• [Exercise data]
☆ ☆ ☆ ☆ ☆

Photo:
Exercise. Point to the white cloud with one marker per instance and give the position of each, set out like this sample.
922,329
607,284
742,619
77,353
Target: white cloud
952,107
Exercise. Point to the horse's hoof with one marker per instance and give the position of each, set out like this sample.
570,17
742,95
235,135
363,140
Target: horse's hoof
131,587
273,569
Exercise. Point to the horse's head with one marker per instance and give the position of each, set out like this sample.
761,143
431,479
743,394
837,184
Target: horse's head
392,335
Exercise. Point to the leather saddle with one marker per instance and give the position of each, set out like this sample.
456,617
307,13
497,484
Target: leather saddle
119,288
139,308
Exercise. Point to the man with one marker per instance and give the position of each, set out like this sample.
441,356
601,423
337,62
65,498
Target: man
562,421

☆ ☆ ☆ ☆ ☆

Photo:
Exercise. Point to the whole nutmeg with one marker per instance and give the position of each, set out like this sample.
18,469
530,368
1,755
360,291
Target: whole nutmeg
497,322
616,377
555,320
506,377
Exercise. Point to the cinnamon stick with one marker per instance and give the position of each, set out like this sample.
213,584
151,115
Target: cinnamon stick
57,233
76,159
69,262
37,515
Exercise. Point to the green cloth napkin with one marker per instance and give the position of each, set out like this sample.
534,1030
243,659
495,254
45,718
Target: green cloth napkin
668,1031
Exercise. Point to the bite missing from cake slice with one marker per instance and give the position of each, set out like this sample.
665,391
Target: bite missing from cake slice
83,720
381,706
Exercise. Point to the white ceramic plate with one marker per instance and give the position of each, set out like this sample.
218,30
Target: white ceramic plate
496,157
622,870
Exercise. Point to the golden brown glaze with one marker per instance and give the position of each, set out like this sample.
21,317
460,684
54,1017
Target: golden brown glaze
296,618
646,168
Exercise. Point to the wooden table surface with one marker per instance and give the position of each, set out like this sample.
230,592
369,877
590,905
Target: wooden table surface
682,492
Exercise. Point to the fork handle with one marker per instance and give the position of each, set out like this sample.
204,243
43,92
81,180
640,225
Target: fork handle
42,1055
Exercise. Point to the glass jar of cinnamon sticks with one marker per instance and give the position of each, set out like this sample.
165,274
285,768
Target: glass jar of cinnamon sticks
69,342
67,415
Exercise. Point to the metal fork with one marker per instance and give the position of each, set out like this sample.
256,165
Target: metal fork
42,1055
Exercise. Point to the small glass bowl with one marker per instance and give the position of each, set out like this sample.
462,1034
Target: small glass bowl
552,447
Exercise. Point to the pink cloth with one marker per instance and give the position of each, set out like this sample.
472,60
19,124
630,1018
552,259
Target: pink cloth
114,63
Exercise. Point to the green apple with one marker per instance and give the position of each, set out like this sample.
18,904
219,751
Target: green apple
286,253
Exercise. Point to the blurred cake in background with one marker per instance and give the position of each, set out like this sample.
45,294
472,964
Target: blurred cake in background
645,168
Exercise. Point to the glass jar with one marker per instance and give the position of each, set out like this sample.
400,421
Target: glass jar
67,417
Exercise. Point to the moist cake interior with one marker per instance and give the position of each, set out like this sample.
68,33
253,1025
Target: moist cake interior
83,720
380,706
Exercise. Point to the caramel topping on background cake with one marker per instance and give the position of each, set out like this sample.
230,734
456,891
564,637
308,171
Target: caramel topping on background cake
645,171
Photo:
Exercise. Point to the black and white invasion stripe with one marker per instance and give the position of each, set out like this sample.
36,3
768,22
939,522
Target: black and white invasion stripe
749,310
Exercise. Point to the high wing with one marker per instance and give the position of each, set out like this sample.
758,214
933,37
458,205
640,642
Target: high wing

☆ ☆ ☆ ☆ ☆

• [What needs to be done] How many lines in the material above contain the word "blurred"? Give only the number.

• [Solution] 2